List every line in the records below that contains the string "microphone", copying each line in full. The match is case-sensitive.

## Start

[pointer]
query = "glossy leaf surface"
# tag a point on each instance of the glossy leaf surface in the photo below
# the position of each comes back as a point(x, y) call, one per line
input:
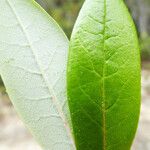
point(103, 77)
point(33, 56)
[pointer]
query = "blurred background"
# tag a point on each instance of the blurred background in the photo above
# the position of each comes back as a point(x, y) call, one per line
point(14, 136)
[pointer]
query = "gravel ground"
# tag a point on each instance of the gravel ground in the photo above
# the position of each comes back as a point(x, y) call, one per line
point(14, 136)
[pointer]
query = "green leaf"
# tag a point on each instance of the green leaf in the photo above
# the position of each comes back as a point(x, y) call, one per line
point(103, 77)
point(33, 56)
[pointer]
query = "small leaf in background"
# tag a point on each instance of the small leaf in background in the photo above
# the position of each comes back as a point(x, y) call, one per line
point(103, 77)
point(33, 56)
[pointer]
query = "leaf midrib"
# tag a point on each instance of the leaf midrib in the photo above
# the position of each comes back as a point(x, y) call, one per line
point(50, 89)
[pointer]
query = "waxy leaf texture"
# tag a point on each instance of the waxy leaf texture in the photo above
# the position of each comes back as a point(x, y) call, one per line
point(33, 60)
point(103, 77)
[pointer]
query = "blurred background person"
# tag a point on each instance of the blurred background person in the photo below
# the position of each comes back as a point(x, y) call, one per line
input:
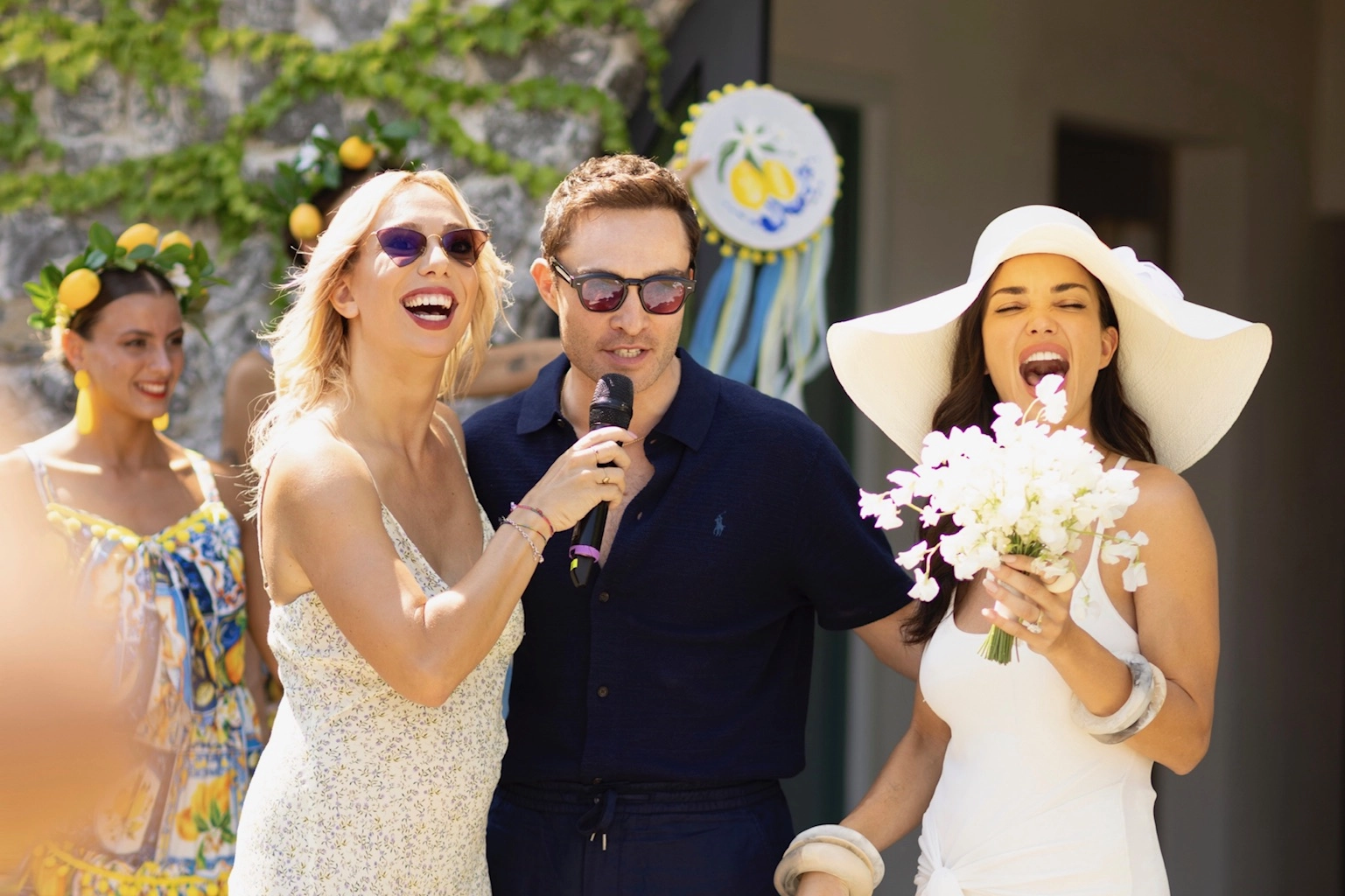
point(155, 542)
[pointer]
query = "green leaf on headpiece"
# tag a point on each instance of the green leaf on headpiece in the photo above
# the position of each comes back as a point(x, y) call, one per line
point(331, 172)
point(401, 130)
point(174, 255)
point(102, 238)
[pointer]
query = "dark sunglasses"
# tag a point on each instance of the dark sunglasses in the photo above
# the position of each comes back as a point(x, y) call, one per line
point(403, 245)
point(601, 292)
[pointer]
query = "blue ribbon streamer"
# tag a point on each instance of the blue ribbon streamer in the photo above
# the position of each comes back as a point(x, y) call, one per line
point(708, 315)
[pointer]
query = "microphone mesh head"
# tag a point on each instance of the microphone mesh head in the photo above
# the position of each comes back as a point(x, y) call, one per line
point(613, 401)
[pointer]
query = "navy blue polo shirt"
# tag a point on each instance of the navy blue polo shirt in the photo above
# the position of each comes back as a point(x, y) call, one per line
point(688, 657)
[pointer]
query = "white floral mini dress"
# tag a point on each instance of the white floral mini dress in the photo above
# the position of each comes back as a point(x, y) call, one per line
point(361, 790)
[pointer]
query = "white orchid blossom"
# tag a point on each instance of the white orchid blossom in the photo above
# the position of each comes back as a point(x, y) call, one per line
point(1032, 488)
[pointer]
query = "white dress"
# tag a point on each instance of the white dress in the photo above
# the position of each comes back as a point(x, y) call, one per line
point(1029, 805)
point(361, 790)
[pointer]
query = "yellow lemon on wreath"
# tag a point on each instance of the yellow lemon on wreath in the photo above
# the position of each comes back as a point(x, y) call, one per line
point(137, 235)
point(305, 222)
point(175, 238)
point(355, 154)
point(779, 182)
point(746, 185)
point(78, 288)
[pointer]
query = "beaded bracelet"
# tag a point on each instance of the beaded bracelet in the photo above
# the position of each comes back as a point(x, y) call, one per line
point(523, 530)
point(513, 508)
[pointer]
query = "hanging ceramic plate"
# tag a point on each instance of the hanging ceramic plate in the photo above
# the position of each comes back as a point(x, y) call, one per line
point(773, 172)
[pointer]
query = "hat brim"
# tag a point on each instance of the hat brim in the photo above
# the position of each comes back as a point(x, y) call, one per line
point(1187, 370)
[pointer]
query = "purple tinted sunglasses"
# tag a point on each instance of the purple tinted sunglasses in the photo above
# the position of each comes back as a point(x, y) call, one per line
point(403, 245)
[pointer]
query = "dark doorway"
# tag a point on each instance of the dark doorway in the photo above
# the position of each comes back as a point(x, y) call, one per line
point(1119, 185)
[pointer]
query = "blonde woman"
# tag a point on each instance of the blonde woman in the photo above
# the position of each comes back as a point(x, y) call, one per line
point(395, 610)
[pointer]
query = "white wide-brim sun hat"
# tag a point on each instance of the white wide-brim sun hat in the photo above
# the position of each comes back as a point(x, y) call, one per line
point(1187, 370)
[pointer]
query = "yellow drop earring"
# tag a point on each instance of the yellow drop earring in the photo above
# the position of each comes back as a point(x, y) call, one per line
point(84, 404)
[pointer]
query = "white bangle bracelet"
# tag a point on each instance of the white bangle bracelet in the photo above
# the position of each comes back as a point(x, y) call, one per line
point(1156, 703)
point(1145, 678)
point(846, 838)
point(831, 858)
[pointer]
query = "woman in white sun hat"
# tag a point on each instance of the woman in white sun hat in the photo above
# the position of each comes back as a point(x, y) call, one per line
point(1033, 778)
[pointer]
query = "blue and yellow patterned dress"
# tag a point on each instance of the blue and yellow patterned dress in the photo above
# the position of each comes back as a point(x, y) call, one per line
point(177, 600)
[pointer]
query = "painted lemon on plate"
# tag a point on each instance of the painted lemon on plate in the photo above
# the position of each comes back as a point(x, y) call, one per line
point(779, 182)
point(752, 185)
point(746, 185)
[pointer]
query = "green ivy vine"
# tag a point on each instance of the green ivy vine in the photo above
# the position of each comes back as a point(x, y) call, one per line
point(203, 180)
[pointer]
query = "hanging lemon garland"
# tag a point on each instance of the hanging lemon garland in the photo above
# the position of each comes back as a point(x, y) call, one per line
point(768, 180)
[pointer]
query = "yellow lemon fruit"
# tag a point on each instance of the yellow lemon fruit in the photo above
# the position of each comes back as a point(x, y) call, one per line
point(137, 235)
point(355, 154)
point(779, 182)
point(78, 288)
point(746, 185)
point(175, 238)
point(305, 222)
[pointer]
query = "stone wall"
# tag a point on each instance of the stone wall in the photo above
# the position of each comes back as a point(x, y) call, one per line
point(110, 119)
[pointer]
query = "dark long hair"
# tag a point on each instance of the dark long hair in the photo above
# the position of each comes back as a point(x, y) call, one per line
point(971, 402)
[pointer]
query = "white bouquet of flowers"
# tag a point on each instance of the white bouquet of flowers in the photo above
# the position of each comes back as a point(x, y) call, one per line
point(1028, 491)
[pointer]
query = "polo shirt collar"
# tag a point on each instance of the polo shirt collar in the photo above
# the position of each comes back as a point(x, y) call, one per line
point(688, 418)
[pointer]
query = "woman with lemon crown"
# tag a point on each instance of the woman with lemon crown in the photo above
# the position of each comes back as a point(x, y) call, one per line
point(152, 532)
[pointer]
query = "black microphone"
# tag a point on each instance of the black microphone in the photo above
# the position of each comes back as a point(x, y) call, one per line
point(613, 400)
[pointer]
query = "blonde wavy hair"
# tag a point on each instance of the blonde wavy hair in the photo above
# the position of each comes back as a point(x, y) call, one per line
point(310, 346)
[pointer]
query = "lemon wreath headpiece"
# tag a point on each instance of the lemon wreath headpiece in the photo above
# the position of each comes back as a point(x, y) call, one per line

## End
## Start

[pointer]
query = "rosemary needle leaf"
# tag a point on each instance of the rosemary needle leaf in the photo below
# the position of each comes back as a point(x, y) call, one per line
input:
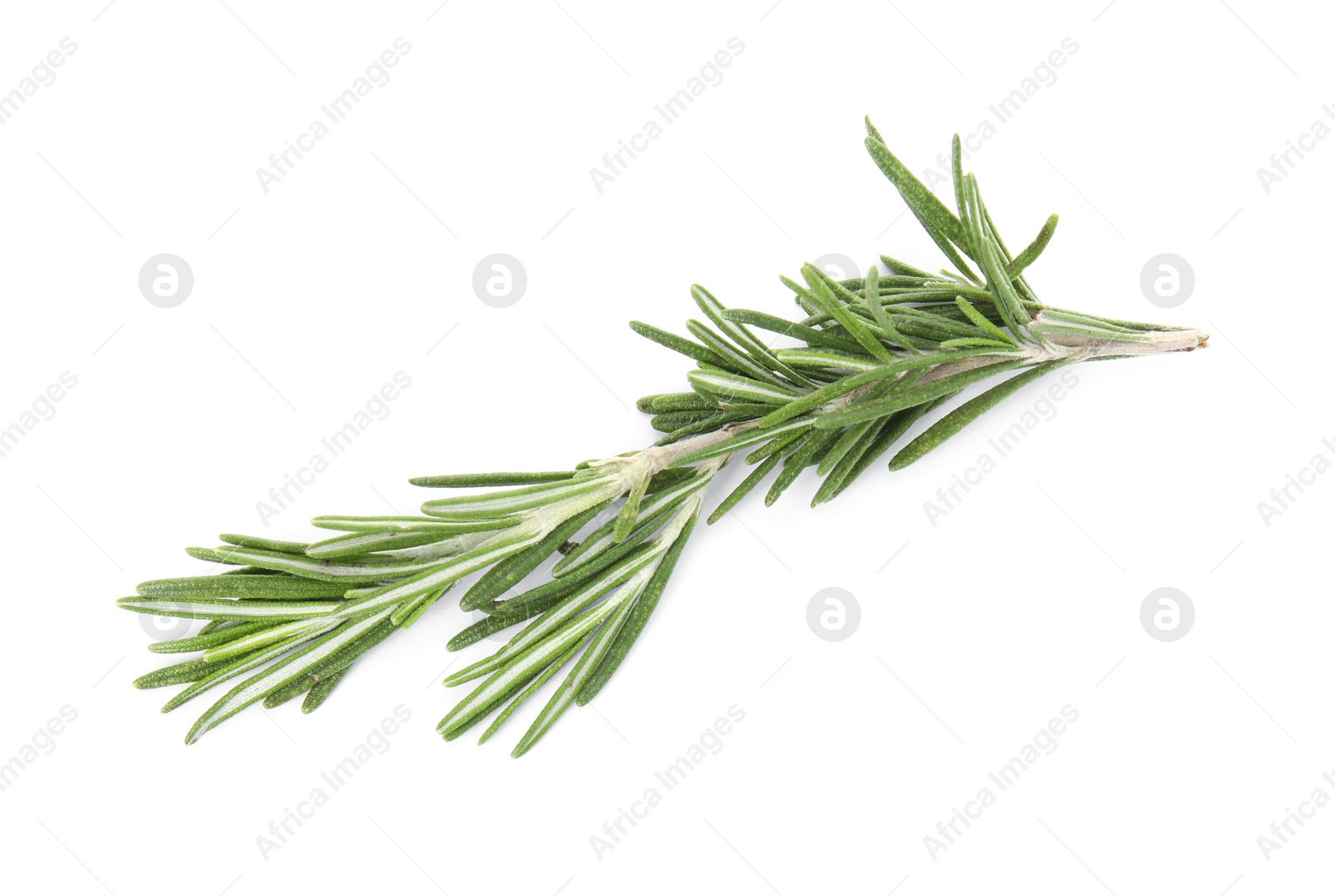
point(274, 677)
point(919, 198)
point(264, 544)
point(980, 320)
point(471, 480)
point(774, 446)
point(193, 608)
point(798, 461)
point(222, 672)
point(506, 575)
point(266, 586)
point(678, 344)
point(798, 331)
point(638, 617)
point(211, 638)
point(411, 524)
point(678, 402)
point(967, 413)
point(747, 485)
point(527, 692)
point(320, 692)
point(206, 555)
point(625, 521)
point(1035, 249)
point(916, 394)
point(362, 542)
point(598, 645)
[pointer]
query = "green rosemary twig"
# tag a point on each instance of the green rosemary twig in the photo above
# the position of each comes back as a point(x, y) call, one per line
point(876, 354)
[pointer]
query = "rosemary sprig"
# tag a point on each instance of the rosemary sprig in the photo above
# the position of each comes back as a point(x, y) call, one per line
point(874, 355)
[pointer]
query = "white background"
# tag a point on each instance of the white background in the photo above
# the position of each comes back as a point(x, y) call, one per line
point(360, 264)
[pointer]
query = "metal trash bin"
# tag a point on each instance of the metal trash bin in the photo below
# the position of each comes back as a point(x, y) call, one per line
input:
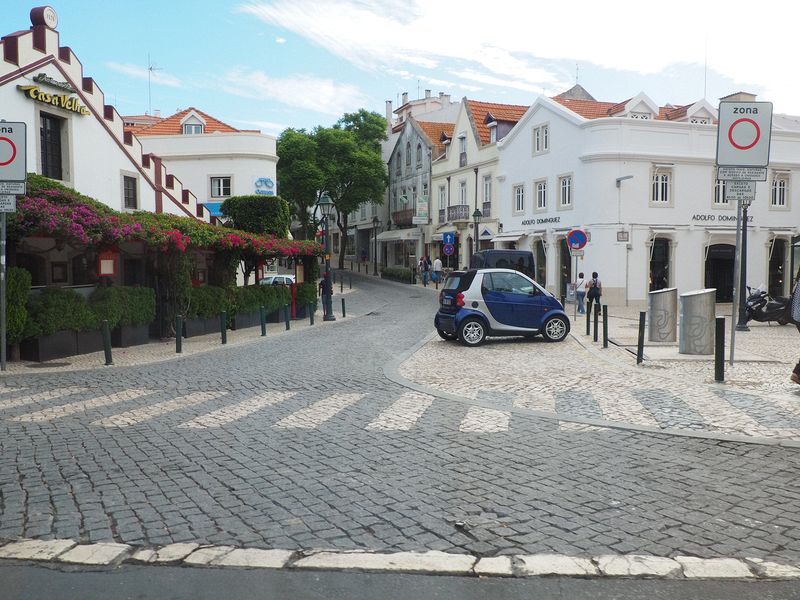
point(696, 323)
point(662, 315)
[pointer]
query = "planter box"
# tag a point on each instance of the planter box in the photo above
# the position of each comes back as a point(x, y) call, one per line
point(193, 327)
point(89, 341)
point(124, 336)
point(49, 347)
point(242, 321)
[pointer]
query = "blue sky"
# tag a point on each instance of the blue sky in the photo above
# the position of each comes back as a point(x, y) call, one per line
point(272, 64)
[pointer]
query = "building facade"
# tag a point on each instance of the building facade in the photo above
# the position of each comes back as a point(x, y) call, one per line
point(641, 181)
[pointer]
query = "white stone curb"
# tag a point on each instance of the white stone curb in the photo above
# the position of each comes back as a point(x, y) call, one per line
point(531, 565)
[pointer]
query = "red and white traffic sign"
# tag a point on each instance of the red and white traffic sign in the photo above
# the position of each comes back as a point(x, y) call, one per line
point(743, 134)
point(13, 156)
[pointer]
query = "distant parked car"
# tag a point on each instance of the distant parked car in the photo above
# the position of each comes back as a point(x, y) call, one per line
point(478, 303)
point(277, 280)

## End

SOLUTION FOR THIS EXERCISE:
query = "microphone mesh head"
# tag a point on each instance of the microphone mesh head in the photo above
query = "black microphone"
# tag a point on each instance of the black microphone in the photo above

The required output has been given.